Exercise details – Every line in the data below that has the word "image" should be returned.

Dataset entries –
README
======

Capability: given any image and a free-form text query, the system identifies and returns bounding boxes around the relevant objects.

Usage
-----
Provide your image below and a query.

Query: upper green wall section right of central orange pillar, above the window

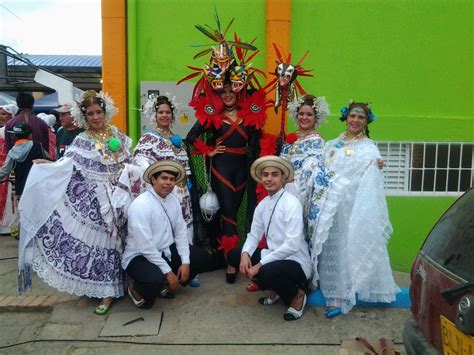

Worked solution –
Capability: given any image and a free-form text query, the system identifies and returns bounding boxes around the relevant objects.
Provide your image below and a query.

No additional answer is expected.